- **COMPITO DA SVOLGERE**: Nel testo su "Sulla mia pelle", riscrivi il tratto che va da "La domanda è: cosa" fino a "di alcun tipo?", mettendo "sera" al posto di "notte".

- **TESTO ESTRATTO**:
“Sulla mia pelle” di Alessio Cremonini

Sulla-Mia-Pelle-680x381Un giovane romano, nome S. C. – non è importante il nome completo, perché questa è una storia che può capitare a chiunque – viene fermato la sera del 15 Ottobre 2009 da una pattuglia dei carabinieri. Viene perquisito e arrestato per possesso di hashish, cocaina e altre pasticche che il suddetto S.C. sostiene siano medicinali per l’epilessia. Il ragazzo viene tempestivamente portato in caserma – siamo in una Roma notturna, oscura come l’incubo in cui sembra improvvisamente piombato il malcapitato. Al processo per direttissima si presenterà malconcio, con evidenti ematomi sul viso e un fortissimo mal di schiena che quasi gli impedisce di camminare.

Il giudice stabilisce la custodia cautelare perché S.C. viene ritenuto colpevole di detenzione e spaccio di sostanze stupefacenti. Dopo l’udienza le condizioni del giovane peggiorano e da Regina Coeli viene trasportato presso il reparto carcerario dell’ospedale Sandro Pertini, dove S.C morirà di terribili stenti il 22 Ottobre, esattamente sette giorni dopo l’arresto.
La domanda è: cosa è accaduto a S.C. nella notte dell’arresto nella caserma dei Carabinieri? Chi è stato a malmenarlo, procurandogli evidentemente lesioni fatali, visto che al momento dell’arresto il soggetto non mostrava lesioni di alcun tipo?

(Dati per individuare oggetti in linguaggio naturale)
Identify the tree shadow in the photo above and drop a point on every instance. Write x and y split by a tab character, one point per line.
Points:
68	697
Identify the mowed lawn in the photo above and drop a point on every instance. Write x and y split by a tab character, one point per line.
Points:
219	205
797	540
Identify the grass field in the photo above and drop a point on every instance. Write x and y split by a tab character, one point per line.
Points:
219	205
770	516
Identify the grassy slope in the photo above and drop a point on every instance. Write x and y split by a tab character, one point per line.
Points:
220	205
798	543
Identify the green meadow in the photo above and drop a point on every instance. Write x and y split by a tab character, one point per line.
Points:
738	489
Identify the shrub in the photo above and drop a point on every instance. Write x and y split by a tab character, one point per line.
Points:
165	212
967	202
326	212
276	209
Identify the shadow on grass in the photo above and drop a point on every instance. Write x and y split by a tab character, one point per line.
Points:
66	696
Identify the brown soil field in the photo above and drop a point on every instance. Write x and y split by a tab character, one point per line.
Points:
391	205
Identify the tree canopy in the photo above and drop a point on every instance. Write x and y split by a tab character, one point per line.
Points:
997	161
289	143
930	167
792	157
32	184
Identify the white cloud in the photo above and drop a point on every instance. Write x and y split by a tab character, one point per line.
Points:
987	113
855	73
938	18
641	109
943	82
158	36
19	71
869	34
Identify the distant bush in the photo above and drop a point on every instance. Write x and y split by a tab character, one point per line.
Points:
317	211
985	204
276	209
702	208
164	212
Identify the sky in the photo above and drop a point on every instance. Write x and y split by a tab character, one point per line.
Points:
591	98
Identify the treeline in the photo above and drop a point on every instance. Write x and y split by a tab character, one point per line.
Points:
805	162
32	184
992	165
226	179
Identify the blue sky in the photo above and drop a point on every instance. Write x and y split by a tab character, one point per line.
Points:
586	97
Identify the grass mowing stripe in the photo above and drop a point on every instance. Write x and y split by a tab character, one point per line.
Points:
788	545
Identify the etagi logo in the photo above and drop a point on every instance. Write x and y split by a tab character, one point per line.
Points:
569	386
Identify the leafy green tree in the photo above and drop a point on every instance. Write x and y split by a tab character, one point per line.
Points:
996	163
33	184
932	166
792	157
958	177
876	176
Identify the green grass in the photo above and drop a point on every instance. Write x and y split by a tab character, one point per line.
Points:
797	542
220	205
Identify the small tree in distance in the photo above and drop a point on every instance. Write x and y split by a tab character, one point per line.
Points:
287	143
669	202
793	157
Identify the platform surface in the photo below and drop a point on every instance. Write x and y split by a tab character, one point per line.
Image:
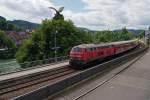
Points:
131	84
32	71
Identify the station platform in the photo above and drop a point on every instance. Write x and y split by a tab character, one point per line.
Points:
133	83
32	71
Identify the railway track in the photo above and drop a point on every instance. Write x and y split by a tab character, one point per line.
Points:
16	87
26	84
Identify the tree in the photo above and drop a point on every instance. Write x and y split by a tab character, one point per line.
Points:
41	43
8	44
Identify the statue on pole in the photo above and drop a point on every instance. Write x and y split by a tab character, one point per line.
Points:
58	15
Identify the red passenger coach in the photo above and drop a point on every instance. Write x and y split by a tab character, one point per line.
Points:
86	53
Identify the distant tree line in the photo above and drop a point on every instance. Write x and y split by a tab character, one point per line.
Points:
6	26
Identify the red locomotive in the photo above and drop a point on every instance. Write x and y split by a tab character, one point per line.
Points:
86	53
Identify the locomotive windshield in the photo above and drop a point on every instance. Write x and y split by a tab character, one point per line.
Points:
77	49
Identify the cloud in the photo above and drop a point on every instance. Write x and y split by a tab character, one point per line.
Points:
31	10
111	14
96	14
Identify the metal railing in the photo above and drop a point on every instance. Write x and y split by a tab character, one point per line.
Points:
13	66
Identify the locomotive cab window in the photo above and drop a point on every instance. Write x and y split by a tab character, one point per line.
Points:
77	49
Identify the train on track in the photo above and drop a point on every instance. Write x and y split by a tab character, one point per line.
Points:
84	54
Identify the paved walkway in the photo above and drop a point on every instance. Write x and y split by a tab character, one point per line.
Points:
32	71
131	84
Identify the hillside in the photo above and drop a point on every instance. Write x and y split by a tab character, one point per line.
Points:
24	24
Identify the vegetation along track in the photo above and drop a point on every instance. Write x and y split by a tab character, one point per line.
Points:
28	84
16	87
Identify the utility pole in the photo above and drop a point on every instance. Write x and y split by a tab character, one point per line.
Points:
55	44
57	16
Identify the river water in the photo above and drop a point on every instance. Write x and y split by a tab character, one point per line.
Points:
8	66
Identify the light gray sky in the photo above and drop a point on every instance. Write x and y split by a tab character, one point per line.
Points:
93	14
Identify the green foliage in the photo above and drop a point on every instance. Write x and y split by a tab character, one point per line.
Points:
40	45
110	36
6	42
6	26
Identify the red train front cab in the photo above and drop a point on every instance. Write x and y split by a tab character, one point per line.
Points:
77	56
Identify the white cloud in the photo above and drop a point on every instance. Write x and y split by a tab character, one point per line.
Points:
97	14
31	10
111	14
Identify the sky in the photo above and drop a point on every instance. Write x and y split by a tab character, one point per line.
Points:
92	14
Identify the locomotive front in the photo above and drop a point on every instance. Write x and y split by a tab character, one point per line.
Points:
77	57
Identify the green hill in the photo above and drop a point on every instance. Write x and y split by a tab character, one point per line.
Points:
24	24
* * *
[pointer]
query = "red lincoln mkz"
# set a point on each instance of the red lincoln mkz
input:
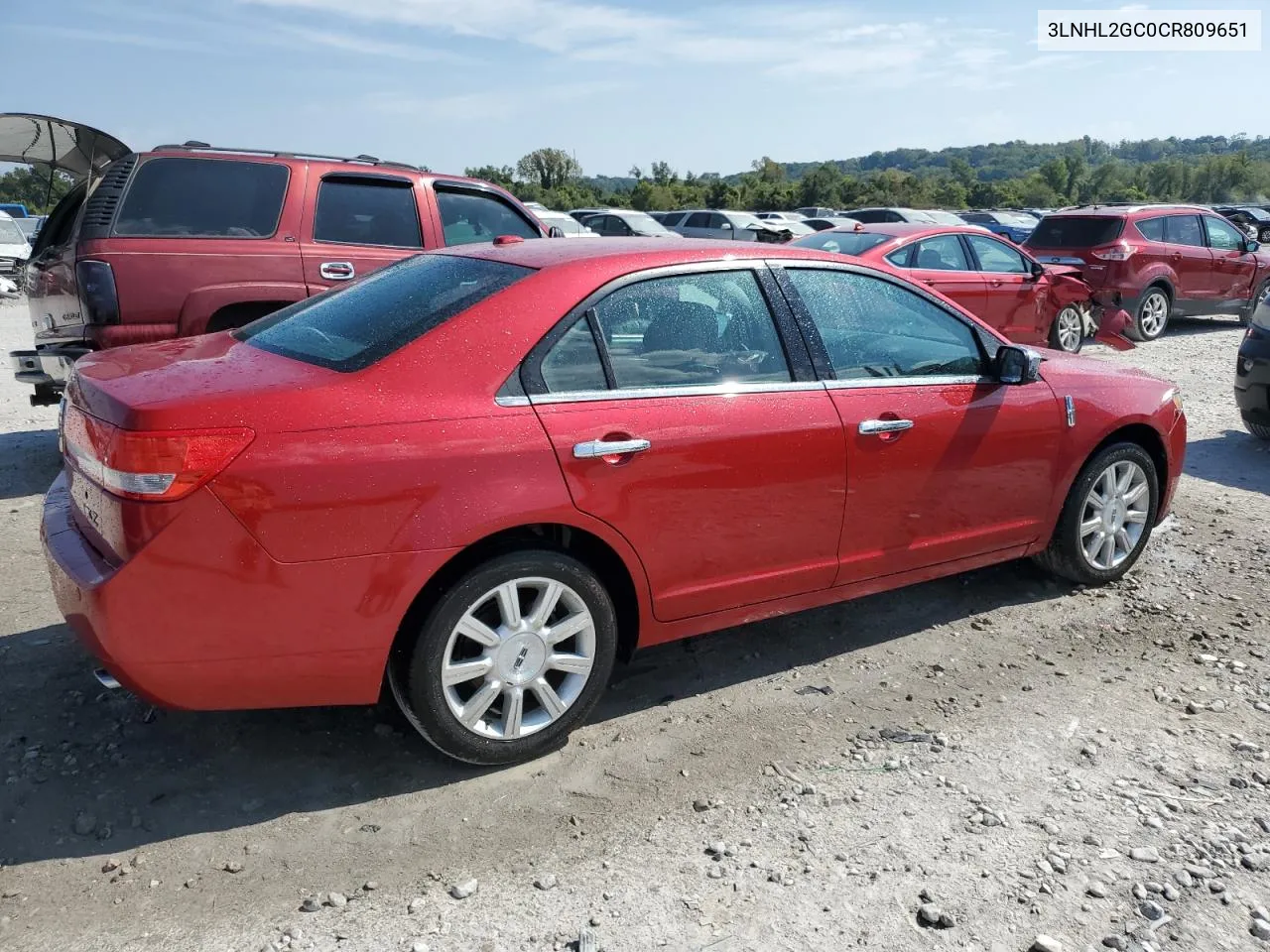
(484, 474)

- **COMPITO SVOLTO**:
La domanda è: cosa è accaduto a S.C. nella sera dell’arresto nella caserma dei Carabinieri? Chi è stato a malmenarlo, procurandogli evidentemente lesioni fatali, visto che al momento dell’arresto il soggetto non mostrava lesioni di alcun tipo?